* **ACTIONS TO TAKE**
A - Reproduce the passage on James Clark's painting The Great Sacrifice word for word, in full.
B - Turn the entries into a numbered list, beginning with their first line and ending with the line that contains "8L150 11L151 27L170", both ends included. Omit blank lines and the pictures.

* **TEXT EXTRACT**
[Start]

Painting, depicting a deceased soldier in the First World War overlooked by a Jesus Christ figure.

James Clark, ‘The Great Sacrifice’, 1914. Published from Wikimedia Commons

Upon hearing that an unknown, provincial English painter produced what would become one of the most widely disseminated pieces of British art during the First World War, you may be inclined to think that the painter had struck gold with a fair amount of luck. In reality, though, the painter in question, James Clark, had not chanced his way to national acclaim. Rather, his painting The Great Sacrifice spoke directly to the hearts of the 1914 public as they wrestled with immense grief and uncertainty.

The painting also represented key tenets of spiritualist practice and contributed to an intensification of interest in communications with the dead and ideas of ethereal and eternal life among the British public that would grow following the war.

So, then, how did the man later credited with having created "the most popular painting of the war" come to paint it?

Perhaps what distinguishes Clark’s story most and makes the large-scale resonance of his painting so striking is precisely how little we know about the artist’s background. Much of what we do know about him was gleaned from a 2008 retrospective at his hometown gallery, the Hartlepool Art Gallery. Clark began as a painter in the north-east and was living in London when The Great Sacrifice won national acclaim. Little more has been recorded of the artist’s life prior to this painting.

Clark’s inspiration to paint it, and its immense popular resonance, is understandable given the period in which the piece was created and disseminated. The painting’s depiction of loss on the battlefield was presented to an audience gripped by the threat of personal and national loss. Such losses occurred as stories returned from the front, telling of supernatural visions and occurrences in a place some soldiers compared to 'Hell on Earth'.

[End]

* **SUPPLIED DATA**
[Start]

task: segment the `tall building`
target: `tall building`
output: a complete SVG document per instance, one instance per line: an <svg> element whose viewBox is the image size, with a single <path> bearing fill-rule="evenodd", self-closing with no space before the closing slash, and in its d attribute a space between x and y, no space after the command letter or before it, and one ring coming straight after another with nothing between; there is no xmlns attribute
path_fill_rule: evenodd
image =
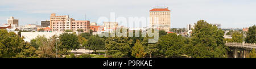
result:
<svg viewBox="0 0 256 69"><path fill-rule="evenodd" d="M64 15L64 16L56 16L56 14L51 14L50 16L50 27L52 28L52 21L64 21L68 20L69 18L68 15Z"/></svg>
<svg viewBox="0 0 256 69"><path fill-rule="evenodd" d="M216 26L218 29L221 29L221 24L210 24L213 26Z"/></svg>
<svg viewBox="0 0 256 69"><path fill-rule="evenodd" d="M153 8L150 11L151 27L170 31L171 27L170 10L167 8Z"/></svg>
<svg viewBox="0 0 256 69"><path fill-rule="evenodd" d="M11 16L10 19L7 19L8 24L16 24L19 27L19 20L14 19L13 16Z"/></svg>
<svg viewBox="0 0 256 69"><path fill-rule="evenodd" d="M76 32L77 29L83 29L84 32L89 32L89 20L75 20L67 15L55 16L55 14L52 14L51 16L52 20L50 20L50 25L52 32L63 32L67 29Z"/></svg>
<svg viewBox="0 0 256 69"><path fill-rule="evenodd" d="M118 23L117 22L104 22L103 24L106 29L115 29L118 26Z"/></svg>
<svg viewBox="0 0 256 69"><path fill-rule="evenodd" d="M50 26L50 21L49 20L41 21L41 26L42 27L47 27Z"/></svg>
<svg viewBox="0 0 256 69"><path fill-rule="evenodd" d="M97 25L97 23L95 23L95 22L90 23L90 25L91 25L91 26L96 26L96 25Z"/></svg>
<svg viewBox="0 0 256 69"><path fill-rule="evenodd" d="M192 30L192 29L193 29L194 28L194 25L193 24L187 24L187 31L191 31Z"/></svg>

[End]

* **WORKED SOLUTIONS**
A -
Painting, depicting a deceased soldier in the First World War overlooked by a Jesus Christ figure.

James Clark, ‘The Great Sacrifice’, 1914. Published from Wikimedia Commons

Upon hearing that an unknown, provincial English painter produced what would become one of the most widely disseminated pieces of British art during the First World War, you may be inclined to think that the painter had struck gold with a fair amount of luck. In reality, though, the painter in question, James Clark, had not chanced his way to national acclaim. Rather, his painting The Great Sacrifice spoke directly to the hearts of the 1914 public as they wrestled with immense grief and uncertainty.

The painting also represented key tenets of spiritualist practice and contributed to an intensification of interest in communications with the dead and ideas of ethereal and eternal life among the British public that would grow following the war.

So, then, how did the man later credited with having created "the most popular painting of the war" come to paint it?

Perhaps what distinguishes Clark’s story most and makes the large-scale resonance of his painting so striking is precisely how little we know about the artist’s background. Much of what we do know about him was gleaned from a 2008 retrospective at his hometown gallery, the Hartlepool Art Gallery. Clark began as a painter in the north-east and was living in London when The Great Sacrifice won national acclaim. Little more has been recorded of the artist’s life prior to this painting.

Clark’s inspiration to paint it, and its immense popular resonance, is understandable given the period in which the piece was created and disseminated. The painting’s depiction of loss on the battlefield was presented to an audience gripped by the threat of personal and national loss. Such losses occurred as stories returned from the front, telling of supernatural visions and occurrences in a place some soldiers compared to 'Hell on Earth'.

B -
1. task: segment the `tall building`
2. target: `tall building`
3. output: a complete SVG document per instance, one instance per line: an <svg> element whose viewBox is the image size, with a single <path> bearing fill-rule="evenodd", self-closing with no space before the closing slash, and in its d attribute a space between x and y, no space after the command letter or before it, and one ring coming straight after another with nothing between; there is no xmlns attribute
4. path_fill_rule: evenodd
5. image =
6. result:
7. <svg viewBox="0 0 256 69"><path fill-rule="evenodd" d="M64 15L64 16L56 16L56 14L51 14L50 16L50 27L52 28L52 21L64 21L68 20L69 18L68 15Z"/></svg>
8. <svg viewBox="0 0 256 69"><path fill-rule="evenodd" d="M216 26L218 29L221 29L221 24L210 24L213 26Z"/></svg>
9. <svg viewBox="0 0 256 69"><path fill-rule="evenodd" d="M153 8L150 11L151 27L170 31L171 27L170 10L167 8Z"/></svg>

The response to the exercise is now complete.